* [PASSAGE TO READ]:
<<<<
Managing soil organic carbon on Western Australian farms

Page last updated: Wednesday, 15 September 2021 - 11:54am

Please note: This content may be out of date and is currently under review.

Organic carbon has declined in most Western Australian agricultural soils, as a result of land clearing and agricultural practices. Increasing biomass production and retaining crop and pasture residues has the potential to slowly increase soil organic carbon.

This page provides management options for increasing long-term soil organic carbon levels in agricultural soils.

Management to increase biomass production can increase soil organic carbon (SOC) where carbon inputs are greater than losses.

To increase SOC, practices must increase organic inputs above current levels, and then sustain that level of input.

Organic amendments such as manure and compost can increase SOC levels – but growers should consider the economic cost and look for local evidence of benefits. An ever increasing number of products claim to increase organic matter in soil or provide agronomic benefits. On-farm strip trials are a great way of sorting out what works and what doesn’t in your own circumstance.
>>>>
Entries taken from a collection
<<<<
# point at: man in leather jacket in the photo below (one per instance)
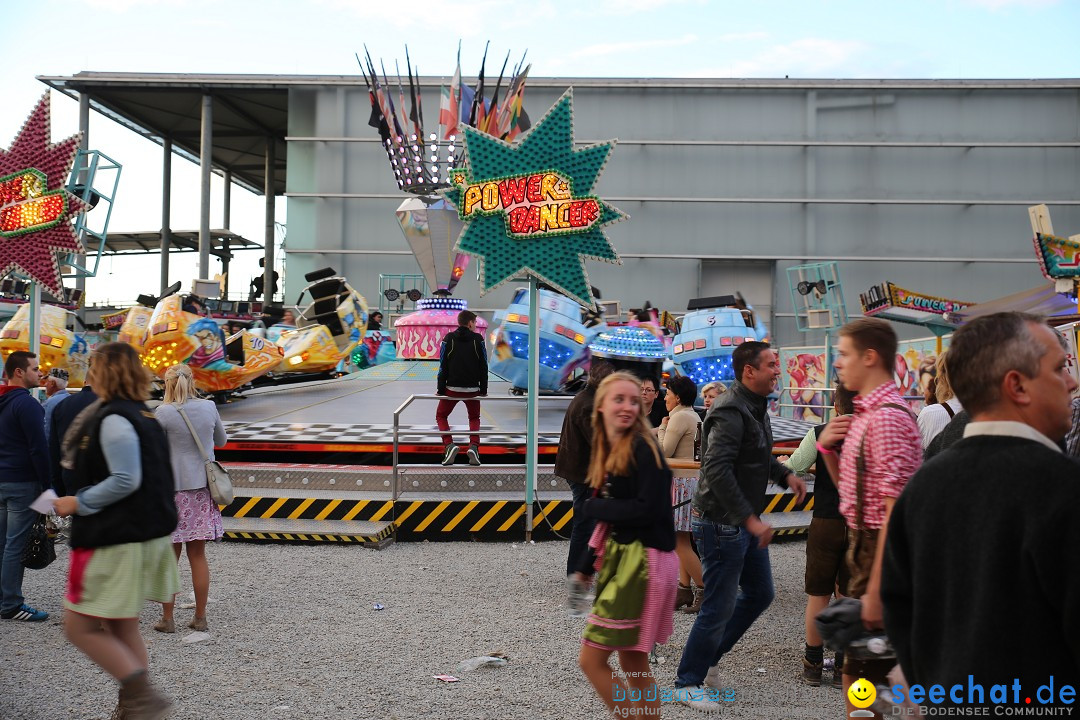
(737, 464)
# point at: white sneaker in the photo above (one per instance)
(698, 697)
(713, 677)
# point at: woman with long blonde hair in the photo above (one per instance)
(200, 518)
(124, 512)
(632, 549)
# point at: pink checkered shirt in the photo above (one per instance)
(893, 451)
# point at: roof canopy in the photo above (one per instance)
(247, 110)
(181, 241)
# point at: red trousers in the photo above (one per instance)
(445, 406)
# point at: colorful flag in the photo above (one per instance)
(511, 110)
(449, 106)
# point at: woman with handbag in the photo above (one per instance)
(124, 515)
(193, 429)
(632, 549)
(678, 434)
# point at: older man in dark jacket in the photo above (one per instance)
(737, 464)
(571, 461)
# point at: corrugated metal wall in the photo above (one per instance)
(943, 159)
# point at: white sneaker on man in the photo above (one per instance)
(698, 697)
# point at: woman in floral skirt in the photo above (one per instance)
(631, 551)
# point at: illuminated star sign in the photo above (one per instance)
(528, 207)
(35, 206)
(536, 203)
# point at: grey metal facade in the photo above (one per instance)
(729, 182)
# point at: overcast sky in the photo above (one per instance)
(944, 39)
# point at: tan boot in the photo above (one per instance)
(692, 609)
(140, 701)
(684, 596)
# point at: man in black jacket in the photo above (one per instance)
(985, 598)
(571, 461)
(24, 474)
(462, 375)
(737, 464)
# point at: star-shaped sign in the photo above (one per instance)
(35, 207)
(528, 206)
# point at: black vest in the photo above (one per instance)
(149, 512)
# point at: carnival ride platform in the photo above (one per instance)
(314, 462)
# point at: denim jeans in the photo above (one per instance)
(738, 588)
(582, 529)
(16, 518)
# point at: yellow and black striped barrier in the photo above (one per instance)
(435, 519)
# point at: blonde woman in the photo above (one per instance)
(632, 548)
(711, 392)
(677, 435)
(124, 512)
(933, 418)
(200, 518)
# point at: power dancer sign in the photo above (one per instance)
(537, 203)
(528, 207)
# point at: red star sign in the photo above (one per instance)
(36, 211)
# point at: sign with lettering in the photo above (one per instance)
(528, 207)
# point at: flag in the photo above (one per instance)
(449, 105)
(512, 108)
(478, 96)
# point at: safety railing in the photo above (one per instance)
(549, 399)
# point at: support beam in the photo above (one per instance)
(268, 242)
(80, 279)
(226, 220)
(205, 160)
(166, 211)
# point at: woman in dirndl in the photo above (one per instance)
(123, 517)
(631, 551)
(678, 434)
(200, 518)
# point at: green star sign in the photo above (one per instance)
(528, 207)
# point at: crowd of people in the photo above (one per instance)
(942, 535)
(133, 483)
(937, 562)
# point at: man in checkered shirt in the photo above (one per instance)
(881, 438)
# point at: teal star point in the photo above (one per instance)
(556, 259)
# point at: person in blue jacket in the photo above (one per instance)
(24, 475)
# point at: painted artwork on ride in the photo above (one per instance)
(802, 382)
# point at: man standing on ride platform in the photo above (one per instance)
(737, 464)
(882, 448)
(462, 376)
(981, 581)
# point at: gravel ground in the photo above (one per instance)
(293, 634)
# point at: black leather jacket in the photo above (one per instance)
(737, 460)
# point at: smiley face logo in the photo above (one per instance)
(862, 693)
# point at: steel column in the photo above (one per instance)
(205, 163)
(166, 209)
(530, 413)
(268, 240)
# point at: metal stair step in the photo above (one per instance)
(376, 534)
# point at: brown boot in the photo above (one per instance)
(140, 701)
(692, 609)
(684, 597)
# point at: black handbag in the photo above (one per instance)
(40, 549)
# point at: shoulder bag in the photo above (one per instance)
(217, 477)
(40, 552)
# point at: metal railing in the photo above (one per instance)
(487, 398)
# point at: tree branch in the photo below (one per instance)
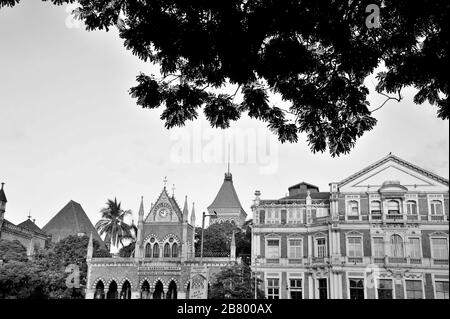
(388, 98)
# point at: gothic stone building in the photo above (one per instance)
(381, 233)
(163, 260)
(27, 232)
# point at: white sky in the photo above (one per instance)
(69, 130)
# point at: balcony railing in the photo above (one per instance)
(437, 217)
(394, 217)
(440, 262)
(415, 261)
(397, 260)
(355, 260)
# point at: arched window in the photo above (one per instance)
(148, 250)
(411, 207)
(99, 291)
(156, 250)
(397, 246)
(175, 250)
(393, 207)
(166, 250)
(436, 207)
(353, 208)
(375, 207)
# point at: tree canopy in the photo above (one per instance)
(235, 282)
(44, 276)
(314, 55)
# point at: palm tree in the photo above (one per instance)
(112, 223)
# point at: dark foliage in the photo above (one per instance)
(314, 54)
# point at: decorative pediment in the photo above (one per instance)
(165, 210)
(380, 176)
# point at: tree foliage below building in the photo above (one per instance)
(235, 282)
(43, 276)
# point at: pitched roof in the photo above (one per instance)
(227, 196)
(71, 220)
(30, 225)
(391, 157)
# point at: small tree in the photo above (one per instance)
(12, 250)
(235, 282)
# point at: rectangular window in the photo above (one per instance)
(441, 290)
(356, 288)
(323, 290)
(385, 289)
(354, 246)
(321, 247)
(378, 247)
(411, 207)
(414, 248)
(414, 289)
(439, 248)
(295, 249)
(273, 288)
(295, 289)
(273, 250)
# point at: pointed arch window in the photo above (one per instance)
(148, 250)
(156, 250)
(167, 250)
(353, 208)
(411, 207)
(175, 250)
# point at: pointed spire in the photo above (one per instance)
(2, 194)
(90, 251)
(141, 210)
(185, 210)
(193, 215)
(233, 247)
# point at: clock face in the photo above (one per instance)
(163, 213)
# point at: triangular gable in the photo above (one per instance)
(71, 220)
(392, 168)
(167, 202)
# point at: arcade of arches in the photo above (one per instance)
(157, 291)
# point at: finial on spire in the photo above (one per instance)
(228, 158)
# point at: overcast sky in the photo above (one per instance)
(69, 130)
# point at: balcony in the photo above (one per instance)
(397, 260)
(394, 218)
(295, 261)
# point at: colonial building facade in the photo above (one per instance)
(27, 232)
(381, 233)
(163, 261)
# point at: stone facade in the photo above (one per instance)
(381, 233)
(27, 233)
(163, 259)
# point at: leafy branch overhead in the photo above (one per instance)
(314, 55)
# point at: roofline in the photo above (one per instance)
(303, 183)
(397, 159)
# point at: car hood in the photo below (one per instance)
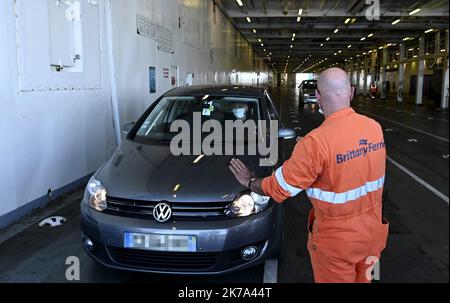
(152, 173)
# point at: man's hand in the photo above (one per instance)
(241, 172)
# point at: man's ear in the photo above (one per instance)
(318, 95)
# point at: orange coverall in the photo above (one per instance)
(341, 166)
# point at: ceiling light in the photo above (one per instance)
(414, 11)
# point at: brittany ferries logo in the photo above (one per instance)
(365, 147)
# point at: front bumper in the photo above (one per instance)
(219, 243)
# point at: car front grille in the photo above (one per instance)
(163, 260)
(179, 261)
(180, 210)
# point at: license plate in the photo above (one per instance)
(154, 242)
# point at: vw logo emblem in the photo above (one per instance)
(162, 212)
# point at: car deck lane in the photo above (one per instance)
(417, 251)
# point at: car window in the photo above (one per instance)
(156, 125)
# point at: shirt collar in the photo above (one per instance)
(340, 113)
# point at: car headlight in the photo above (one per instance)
(96, 195)
(247, 204)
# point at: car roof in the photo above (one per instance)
(218, 90)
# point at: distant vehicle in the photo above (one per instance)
(308, 91)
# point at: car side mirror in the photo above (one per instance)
(287, 133)
(127, 127)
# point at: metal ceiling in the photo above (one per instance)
(272, 25)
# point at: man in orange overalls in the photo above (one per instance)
(341, 166)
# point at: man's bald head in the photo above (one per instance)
(334, 90)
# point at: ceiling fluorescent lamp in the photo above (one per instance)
(414, 11)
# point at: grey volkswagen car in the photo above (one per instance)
(149, 210)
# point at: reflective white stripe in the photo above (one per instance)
(293, 191)
(351, 195)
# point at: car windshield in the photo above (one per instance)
(310, 85)
(169, 109)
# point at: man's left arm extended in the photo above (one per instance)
(296, 174)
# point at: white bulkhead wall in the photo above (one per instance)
(57, 126)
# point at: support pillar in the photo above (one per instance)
(445, 93)
(420, 74)
(401, 72)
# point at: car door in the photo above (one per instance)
(273, 115)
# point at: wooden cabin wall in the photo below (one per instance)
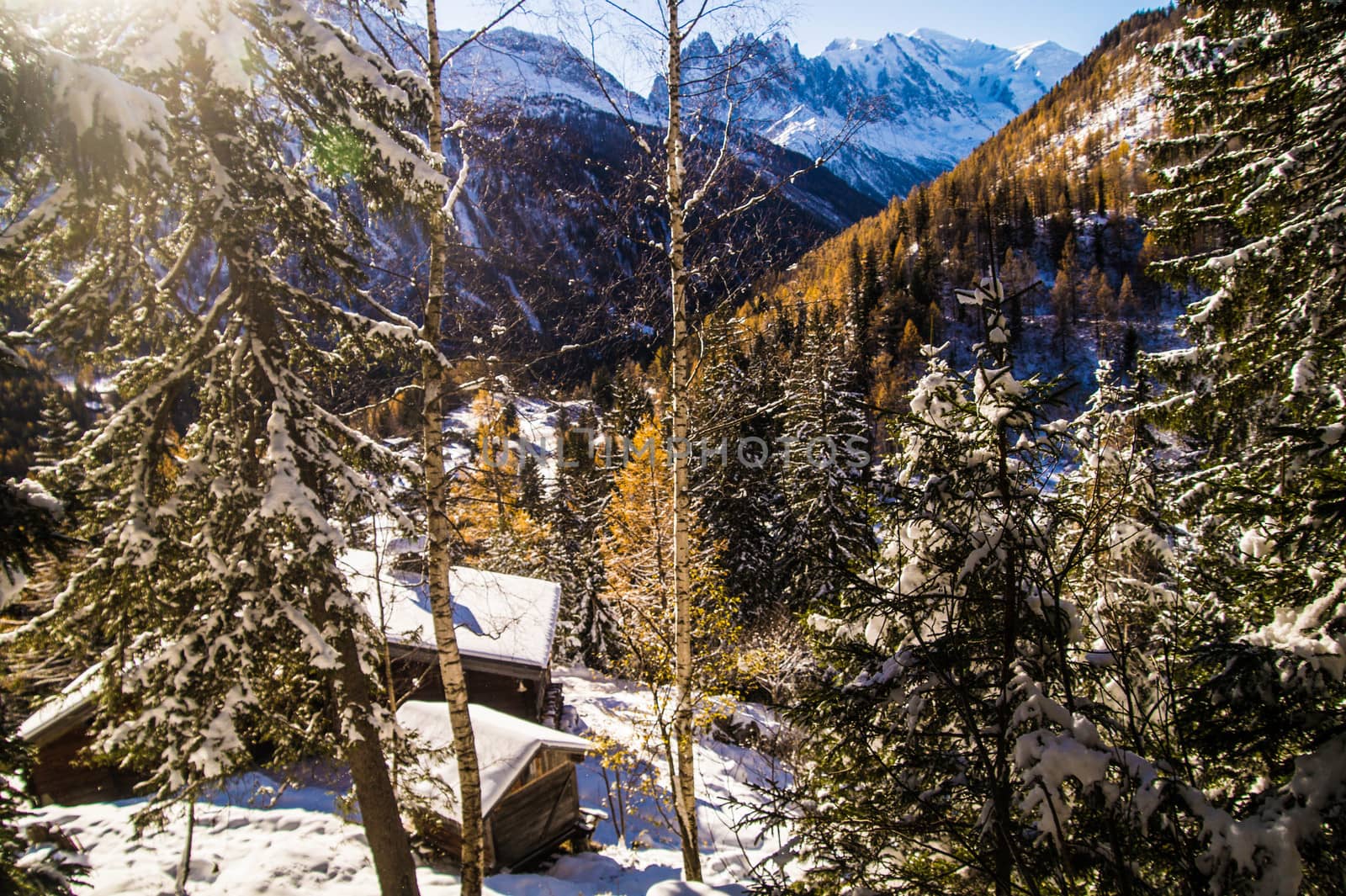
(65, 775)
(540, 814)
(486, 687)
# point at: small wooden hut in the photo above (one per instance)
(505, 627)
(529, 786)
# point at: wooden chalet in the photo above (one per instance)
(505, 627)
(529, 790)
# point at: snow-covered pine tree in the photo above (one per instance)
(912, 770)
(208, 271)
(31, 520)
(737, 466)
(1252, 198)
(827, 536)
(574, 513)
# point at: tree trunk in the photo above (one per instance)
(437, 543)
(374, 792)
(684, 783)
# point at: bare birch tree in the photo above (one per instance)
(439, 536)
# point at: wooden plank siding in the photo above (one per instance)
(517, 692)
(536, 817)
(65, 774)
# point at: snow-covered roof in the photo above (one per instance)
(502, 618)
(505, 745)
(73, 698)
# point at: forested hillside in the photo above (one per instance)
(994, 548)
(1050, 202)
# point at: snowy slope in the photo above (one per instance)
(928, 98)
(298, 841)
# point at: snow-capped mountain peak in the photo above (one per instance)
(928, 97)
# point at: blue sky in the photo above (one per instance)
(1076, 24)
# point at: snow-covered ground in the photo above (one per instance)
(300, 842)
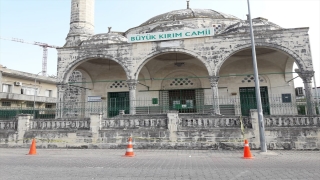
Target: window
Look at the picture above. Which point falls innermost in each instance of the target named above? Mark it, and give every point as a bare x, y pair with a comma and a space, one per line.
6, 88
29, 91
48, 93
29, 104
286, 98
49, 106
6, 103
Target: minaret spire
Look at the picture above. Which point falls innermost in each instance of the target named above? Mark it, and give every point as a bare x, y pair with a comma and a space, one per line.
81, 21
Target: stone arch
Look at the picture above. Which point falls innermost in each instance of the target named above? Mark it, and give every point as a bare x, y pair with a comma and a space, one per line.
70, 68
148, 57
296, 57
169, 82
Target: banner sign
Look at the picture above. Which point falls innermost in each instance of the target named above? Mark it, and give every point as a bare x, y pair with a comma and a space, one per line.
169, 35
94, 98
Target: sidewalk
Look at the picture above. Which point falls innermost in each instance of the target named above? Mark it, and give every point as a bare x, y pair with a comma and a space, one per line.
157, 164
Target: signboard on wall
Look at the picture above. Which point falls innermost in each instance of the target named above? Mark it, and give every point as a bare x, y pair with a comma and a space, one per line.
169, 35
94, 98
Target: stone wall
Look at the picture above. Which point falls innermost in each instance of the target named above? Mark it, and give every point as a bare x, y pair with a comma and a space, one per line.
168, 131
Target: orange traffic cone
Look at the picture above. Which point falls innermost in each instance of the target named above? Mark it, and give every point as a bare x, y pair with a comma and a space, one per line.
247, 153
129, 152
33, 150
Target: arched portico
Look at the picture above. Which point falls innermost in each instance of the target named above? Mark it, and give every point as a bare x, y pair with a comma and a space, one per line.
154, 54
298, 60
98, 72
273, 61
70, 68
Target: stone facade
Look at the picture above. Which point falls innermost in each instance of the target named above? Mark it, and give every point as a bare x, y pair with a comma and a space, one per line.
171, 131
221, 62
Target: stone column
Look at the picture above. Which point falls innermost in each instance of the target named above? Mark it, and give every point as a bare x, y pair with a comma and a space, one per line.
214, 86
306, 77
95, 126
23, 126
132, 83
60, 100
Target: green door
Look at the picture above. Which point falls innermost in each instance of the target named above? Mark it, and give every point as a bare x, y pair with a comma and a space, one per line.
183, 100
118, 101
248, 100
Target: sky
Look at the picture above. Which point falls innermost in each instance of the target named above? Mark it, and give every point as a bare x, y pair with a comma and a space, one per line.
48, 21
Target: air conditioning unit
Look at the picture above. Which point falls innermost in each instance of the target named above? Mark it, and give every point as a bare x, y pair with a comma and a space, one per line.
18, 83
299, 91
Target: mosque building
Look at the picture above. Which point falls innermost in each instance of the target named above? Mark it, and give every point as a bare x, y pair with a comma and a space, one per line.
188, 60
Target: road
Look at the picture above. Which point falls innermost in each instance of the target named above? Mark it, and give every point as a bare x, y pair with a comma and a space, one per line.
84, 164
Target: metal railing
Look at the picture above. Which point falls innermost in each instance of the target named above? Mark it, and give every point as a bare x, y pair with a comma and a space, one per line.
236, 106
>>>>
* [GOALS]:
1. Write out the page on soil organic carbon word for word, between "This page provides" and "level of input.", inclusive.
2. Answer these questions from the page on soil organic carbon:
(a) What two causes does it give for the decline of organic carbon in Western Australian agricultural soils?
(b) Under what condition can management that increases biomass production raise soil organic carbon?
(c) What does it call a great way of sorting out what works in a grower's own circumstance?

* [ANSWERS IN ORDER]:
1.
This page provides management options for increasing long-term soil organic carbon levels in agricultural soils.

Management to increase biomass production can increase soil organic carbon (SOC) where carbon inputs are greater than losses.

To increase SOC, practices must increase organic inputs above current levels, and then sustain that level of input.

2.
(a) Land clearing and agricultural practices.
(b) Where carbon inputs are greater than losses.
(c) On-farm strip trials.